Reproduce the entries below verbatim, starting from the line with "Target: sky" up to and including the line with "[[[0,0],[0,11],[63,27],[306,21],[304,0]],[[0,19],[1,20],[1,19]]]", and copy nothing else.
= = = =
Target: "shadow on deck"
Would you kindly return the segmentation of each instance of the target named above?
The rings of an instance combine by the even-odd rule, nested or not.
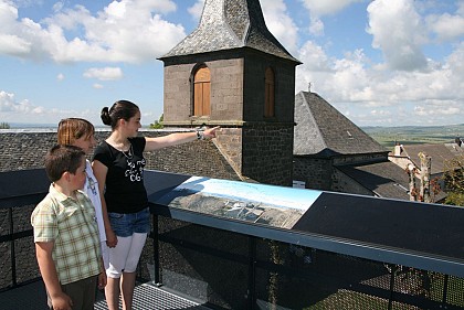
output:
[[[0,309],[4,310],[49,310],[45,287],[42,281],[34,281],[12,290],[0,292]],[[95,310],[107,310],[105,296],[97,293]],[[179,293],[156,287],[151,284],[138,284],[134,292],[134,310],[209,310],[200,303],[183,298]]]

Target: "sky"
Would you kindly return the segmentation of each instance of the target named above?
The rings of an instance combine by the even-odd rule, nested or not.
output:
[[[225,0],[226,1],[226,0]],[[261,0],[315,92],[357,126],[464,124],[464,0]],[[57,124],[136,103],[159,119],[164,63],[204,0],[0,0],[0,122]]]

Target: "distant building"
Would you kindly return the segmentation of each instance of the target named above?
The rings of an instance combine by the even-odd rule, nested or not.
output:
[[[147,153],[147,169],[408,200],[408,175],[388,150],[319,95],[295,96],[300,63],[267,30],[259,1],[207,0],[198,29],[160,60],[166,129],[140,135],[222,132]],[[0,171],[42,168],[56,133],[10,131],[0,141]]]

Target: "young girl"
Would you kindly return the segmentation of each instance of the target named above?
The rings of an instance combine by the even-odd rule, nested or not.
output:
[[[94,147],[96,146],[94,135],[95,128],[89,121],[82,118],[66,118],[62,119],[59,124],[57,143],[80,147],[85,152],[85,154],[88,156],[92,153]],[[95,207],[95,216],[98,225],[103,263],[106,269],[108,267],[108,247],[106,245],[107,238],[104,220],[106,217],[106,221],[108,221],[108,216],[106,214],[106,210],[104,211],[102,209],[98,182],[93,173],[92,165],[88,160],[86,160],[85,173],[87,177],[85,179],[83,191],[91,199]],[[115,239],[116,237],[113,236],[113,242]]]
[[[109,249],[105,296],[108,309],[116,310],[122,292],[123,309],[128,310],[133,304],[135,271],[150,229],[144,151],[214,138],[219,127],[157,138],[137,137],[140,110],[127,100],[103,108],[102,120],[112,126],[112,133],[96,148],[92,167],[104,197],[102,204],[108,210],[110,227],[106,232],[117,236],[117,245]]]

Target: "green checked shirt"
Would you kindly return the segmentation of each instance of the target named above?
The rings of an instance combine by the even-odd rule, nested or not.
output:
[[[34,242],[53,242],[52,257],[62,285],[101,272],[101,248],[95,209],[81,191],[77,200],[50,185],[49,194],[31,215]]]

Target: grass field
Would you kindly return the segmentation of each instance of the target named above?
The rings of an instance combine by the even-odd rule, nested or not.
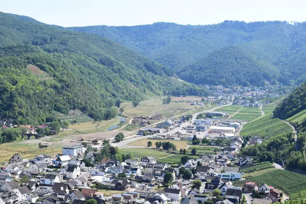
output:
[[[173,155],[165,158],[159,159],[157,160],[158,162],[166,163],[171,165],[177,166],[180,162],[181,162],[181,158],[184,156],[184,155]],[[198,156],[189,156],[192,158],[197,158]]]
[[[147,146],[147,142],[150,141],[153,144],[152,147],[155,147],[155,143],[156,142],[171,142],[176,145],[176,149],[185,149],[188,145],[187,141],[183,140],[154,140],[149,139],[141,139],[135,140],[126,144],[126,146],[141,146],[144,147]]]
[[[297,113],[286,120],[293,123],[298,124],[303,122],[305,119],[306,119],[306,109]]]
[[[288,124],[270,114],[244,125],[240,135],[251,137],[259,135],[268,139],[281,134],[292,132],[292,130]]]
[[[249,181],[257,181],[259,185],[265,183],[280,189],[290,198],[306,198],[306,175],[286,170],[276,169],[263,174],[251,176]]]
[[[242,106],[233,105],[221,107],[216,110],[216,111],[221,111],[227,113],[227,115],[231,115],[236,113],[238,110],[242,107]]]
[[[261,115],[259,107],[243,107],[232,119],[249,121]]]
[[[121,154],[131,153],[134,158],[140,159],[143,157],[151,156],[156,159],[161,158],[170,155],[166,152],[149,148],[127,148],[120,149],[120,151]]]
[[[0,145],[0,162],[8,162],[15,153],[19,153],[23,159],[33,159],[36,155],[44,154],[50,156],[61,154],[63,151],[62,146],[49,146],[47,148],[39,148],[38,145],[26,143],[22,141],[6,143]]]

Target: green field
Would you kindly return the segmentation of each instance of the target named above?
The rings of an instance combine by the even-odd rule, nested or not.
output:
[[[263,174],[251,176],[248,180],[257,181],[259,185],[266,184],[280,189],[290,198],[306,198],[306,175],[286,170],[276,169]]]
[[[238,105],[233,105],[225,106],[216,110],[216,111],[220,111],[227,113],[228,115],[233,115],[239,110],[242,106]]]
[[[292,130],[288,124],[270,114],[244,125],[240,135],[251,137],[259,135],[267,139],[292,132]]]
[[[240,171],[245,173],[248,173],[256,171],[260,171],[270,168],[274,168],[274,166],[271,163],[270,163],[270,162],[265,162],[255,164],[255,166],[254,167],[241,169]]]
[[[261,115],[259,107],[243,107],[231,118],[249,121]]]
[[[151,156],[156,159],[166,157],[169,154],[163,151],[158,151],[146,148],[127,148],[120,149],[121,154],[131,153],[134,158],[140,159],[144,157]]]
[[[294,115],[286,120],[295,124],[300,124],[306,119],[306,109]]]
[[[172,165],[177,165],[181,162],[181,158],[184,156],[184,155],[173,155],[165,158],[159,159],[157,160],[158,162],[166,163]],[[197,158],[198,156],[189,156],[190,158]]]

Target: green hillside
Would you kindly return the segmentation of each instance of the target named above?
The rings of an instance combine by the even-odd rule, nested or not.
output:
[[[74,109],[108,119],[117,114],[116,98],[207,91],[171,83],[171,70],[110,40],[24,16],[0,18],[0,119],[35,124]]]
[[[228,65],[226,72],[231,78],[228,83],[245,85],[250,80],[250,84],[256,85],[266,82],[291,85],[306,80],[305,25],[305,22],[291,24],[285,21],[246,23],[227,20],[205,26],[158,22],[131,27],[68,29],[111,39],[172,68],[180,74],[186,73],[186,67],[190,71],[186,79],[191,82],[216,84],[214,78],[217,76],[214,73],[220,74]],[[238,65],[247,75],[242,80],[241,73],[233,68],[237,60],[233,58],[235,53],[229,53],[236,51],[231,45],[242,47],[239,53],[242,53],[244,60]],[[221,62],[214,58],[219,55],[223,55]],[[191,68],[194,67],[197,68],[194,72]],[[212,71],[205,71],[211,67]],[[252,78],[248,72],[253,68],[256,74]],[[258,72],[262,71],[263,73]],[[227,80],[225,73],[221,74],[222,80]]]

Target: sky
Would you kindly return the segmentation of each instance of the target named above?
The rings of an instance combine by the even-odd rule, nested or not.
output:
[[[0,0],[0,11],[63,27],[306,21],[304,0]],[[0,19],[1,20],[1,19]]]

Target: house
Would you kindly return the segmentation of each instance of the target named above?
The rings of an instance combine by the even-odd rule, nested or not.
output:
[[[82,192],[79,190],[74,191],[71,193],[70,193],[69,196],[70,197],[72,202],[75,199],[85,200],[85,196],[84,196],[84,195],[82,193]]]
[[[84,188],[82,189],[82,193],[85,197],[92,197],[97,196],[99,191],[97,189]]]
[[[1,186],[1,191],[15,191],[18,187],[19,185],[14,181],[7,182]]]
[[[266,193],[270,193],[270,190],[271,190],[271,188],[266,184],[264,184],[258,187],[259,191],[264,192]]]
[[[38,171],[39,173],[45,172],[47,170],[47,164],[44,161],[36,161],[32,162],[29,168],[34,171]]]
[[[25,182],[25,184],[28,186],[31,192],[38,190],[38,188],[39,187],[39,185],[35,181],[28,180]]]
[[[18,153],[15,153],[9,160],[10,164],[21,164],[22,163],[22,158]]]
[[[85,152],[86,148],[84,145],[72,145],[63,147],[63,155],[76,157],[82,155]]]
[[[180,189],[166,188],[163,191],[166,193],[167,197],[174,200],[180,200],[182,198],[182,192]]]
[[[44,161],[45,162],[49,162],[50,161],[50,158],[51,157],[49,156],[44,155],[43,154],[35,156],[35,159],[39,161]]]
[[[81,168],[79,165],[69,165],[67,169],[66,177],[67,178],[74,179],[81,175]]]
[[[150,184],[155,183],[156,181],[156,180],[155,179],[154,175],[149,173],[144,174],[144,175],[143,175],[143,176],[142,176],[142,178],[141,179],[141,181],[142,183]]]
[[[235,197],[240,203],[240,199],[242,197],[242,190],[240,188],[230,188],[226,190],[225,195]]]
[[[205,184],[205,187],[204,188],[204,192],[206,193],[212,193],[214,190],[218,188],[218,184],[214,184],[209,183]]]
[[[16,194],[19,197],[19,201],[24,201],[27,200],[27,197],[30,195],[31,192],[27,186],[23,186],[17,189]]]
[[[157,128],[152,128],[151,126],[147,126],[138,131],[138,135],[145,135],[149,133],[160,133],[160,129]]]
[[[48,173],[46,174],[44,178],[40,180],[41,184],[53,185],[56,183],[61,183],[61,178],[58,175]]]
[[[60,167],[63,167],[68,166],[68,163],[70,160],[69,155],[63,155],[59,156],[55,161],[55,164]]]
[[[145,166],[149,163],[155,164],[156,163],[156,159],[153,157],[145,157],[141,158],[140,161],[142,166]]]
[[[214,168],[209,166],[196,167],[196,175],[200,178],[206,178],[207,177],[211,177],[214,175]]]
[[[257,191],[258,190],[258,186],[257,186],[257,182],[246,182],[243,185],[243,192],[253,192],[253,190]]]
[[[137,189],[134,191],[136,193],[139,193],[140,195],[150,196],[155,193],[157,192],[157,190],[153,189],[152,188],[141,187]]]
[[[78,186],[87,186],[87,182],[88,180],[87,178],[82,175],[74,179],[73,181],[76,182]]]
[[[114,179],[111,183],[111,189],[113,190],[123,190],[131,188],[131,182],[126,178]]]
[[[61,195],[69,195],[70,192],[69,187],[68,184],[61,183],[55,183],[52,187],[52,191],[54,193],[58,193]]]

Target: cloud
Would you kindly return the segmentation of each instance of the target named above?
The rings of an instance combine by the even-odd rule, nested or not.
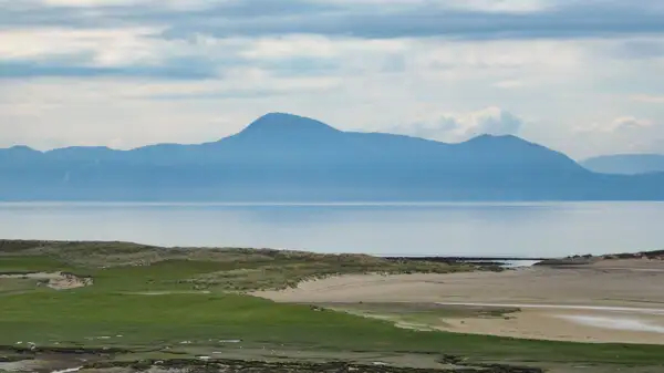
= = = =
▸ Output below:
Target: sky
Would you kindly return the segmentation of each instance of the target named above?
The rings of an instance combine by the even-odd rule, nested or not.
output:
[[[0,0],[0,11],[63,27],[306,21],[304,0]],[[0,19],[1,20],[1,19]]]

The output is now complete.